> **REQUIRED WORK**: Please count the lines in the rows below that contain the string "mountain". Reply with only the number.
┄┄┄┄┄┄┄┄┄┄┄┄┄┄┄┄┄┄┄┄
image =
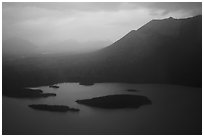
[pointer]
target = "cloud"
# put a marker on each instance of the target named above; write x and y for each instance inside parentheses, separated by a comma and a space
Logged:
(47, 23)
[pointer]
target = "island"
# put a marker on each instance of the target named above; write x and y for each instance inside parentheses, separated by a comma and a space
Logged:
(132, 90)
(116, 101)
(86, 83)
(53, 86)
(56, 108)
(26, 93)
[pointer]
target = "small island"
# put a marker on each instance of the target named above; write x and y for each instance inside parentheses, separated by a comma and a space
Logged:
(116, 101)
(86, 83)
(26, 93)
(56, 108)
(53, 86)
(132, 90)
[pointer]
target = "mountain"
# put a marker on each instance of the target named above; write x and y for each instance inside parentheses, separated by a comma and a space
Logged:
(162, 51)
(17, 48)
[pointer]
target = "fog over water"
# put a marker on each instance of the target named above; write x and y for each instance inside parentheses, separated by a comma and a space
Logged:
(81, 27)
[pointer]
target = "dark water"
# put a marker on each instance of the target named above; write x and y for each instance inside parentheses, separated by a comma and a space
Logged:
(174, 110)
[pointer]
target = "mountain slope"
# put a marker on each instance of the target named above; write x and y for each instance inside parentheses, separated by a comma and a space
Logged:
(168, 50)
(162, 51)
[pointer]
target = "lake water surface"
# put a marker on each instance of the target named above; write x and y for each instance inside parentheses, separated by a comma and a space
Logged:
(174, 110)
┄┄┄┄┄┄┄┄┄┄┄┄┄┄┄┄┄┄┄┄
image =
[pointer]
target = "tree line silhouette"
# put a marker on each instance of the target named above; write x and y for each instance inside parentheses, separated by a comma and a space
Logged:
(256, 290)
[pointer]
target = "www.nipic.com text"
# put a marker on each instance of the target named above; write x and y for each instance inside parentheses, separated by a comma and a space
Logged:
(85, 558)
┄┄┄┄┄┄┄┄┄┄┄┄┄┄┄┄┄┄┄┄
> **TASK SOLUTION**: 2